BRIEF
State how many lines of the records below contain the string "luggage", treating uppercase and lowercase as distinct. Give only the number.

Image location labeling records:
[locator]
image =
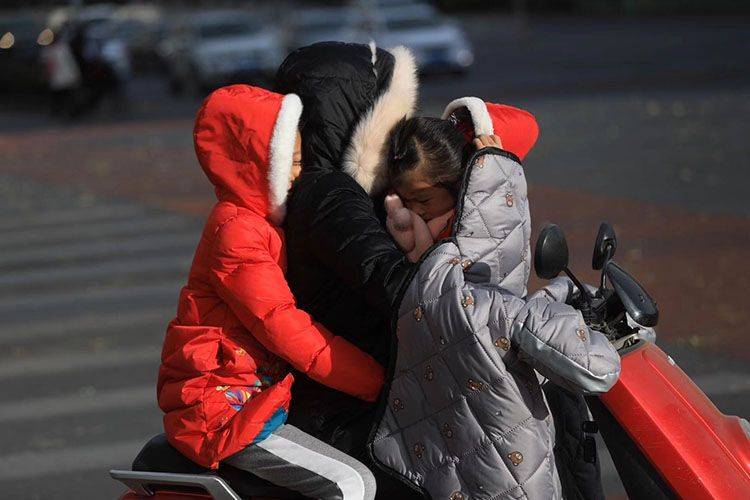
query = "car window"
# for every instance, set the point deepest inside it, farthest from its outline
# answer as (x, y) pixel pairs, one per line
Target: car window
(411, 23)
(227, 28)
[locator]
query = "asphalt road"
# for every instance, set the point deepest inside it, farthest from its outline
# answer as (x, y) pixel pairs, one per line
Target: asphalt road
(643, 123)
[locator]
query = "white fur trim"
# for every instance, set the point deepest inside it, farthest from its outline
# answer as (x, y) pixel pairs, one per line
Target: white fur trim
(374, 50)
(480, 117)
(281, 154)
(365, 157)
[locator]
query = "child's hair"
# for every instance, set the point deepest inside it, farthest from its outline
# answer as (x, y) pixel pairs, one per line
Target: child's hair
(434, 146)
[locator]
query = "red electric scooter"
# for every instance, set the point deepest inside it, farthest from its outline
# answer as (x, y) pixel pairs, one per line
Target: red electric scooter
(666, 438)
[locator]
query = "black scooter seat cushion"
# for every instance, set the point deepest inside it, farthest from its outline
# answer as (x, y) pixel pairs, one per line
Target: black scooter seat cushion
(160, 456)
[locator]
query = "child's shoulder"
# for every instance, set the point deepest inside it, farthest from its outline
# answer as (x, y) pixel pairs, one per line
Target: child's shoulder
(230, 219)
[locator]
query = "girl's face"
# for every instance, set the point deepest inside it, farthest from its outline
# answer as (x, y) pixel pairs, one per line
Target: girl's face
(424, 199)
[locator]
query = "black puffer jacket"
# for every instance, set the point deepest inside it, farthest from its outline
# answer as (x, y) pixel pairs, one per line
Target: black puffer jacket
(343, 267)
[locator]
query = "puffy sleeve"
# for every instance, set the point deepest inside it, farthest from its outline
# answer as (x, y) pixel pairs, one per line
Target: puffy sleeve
(551, 336)
(250, 281)
(337, 219)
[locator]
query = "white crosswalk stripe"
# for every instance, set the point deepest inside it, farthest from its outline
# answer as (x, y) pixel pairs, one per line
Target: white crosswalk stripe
(70, 278)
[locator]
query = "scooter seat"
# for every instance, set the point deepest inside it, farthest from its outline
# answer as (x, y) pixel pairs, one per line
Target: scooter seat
(160, 456)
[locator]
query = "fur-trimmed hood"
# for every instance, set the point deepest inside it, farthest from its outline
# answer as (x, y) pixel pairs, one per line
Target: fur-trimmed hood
(244, 139)
(354, 95)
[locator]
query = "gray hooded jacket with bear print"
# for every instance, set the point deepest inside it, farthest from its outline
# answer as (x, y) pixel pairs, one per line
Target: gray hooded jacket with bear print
(464, 415)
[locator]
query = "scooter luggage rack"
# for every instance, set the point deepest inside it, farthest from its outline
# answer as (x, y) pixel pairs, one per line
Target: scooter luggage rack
(139, 482)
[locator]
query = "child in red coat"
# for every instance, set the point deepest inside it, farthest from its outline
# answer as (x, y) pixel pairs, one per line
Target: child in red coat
(225, 378)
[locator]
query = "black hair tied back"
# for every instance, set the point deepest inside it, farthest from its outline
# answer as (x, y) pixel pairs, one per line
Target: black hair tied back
(432, 146)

COMPLETED EXERCISE
2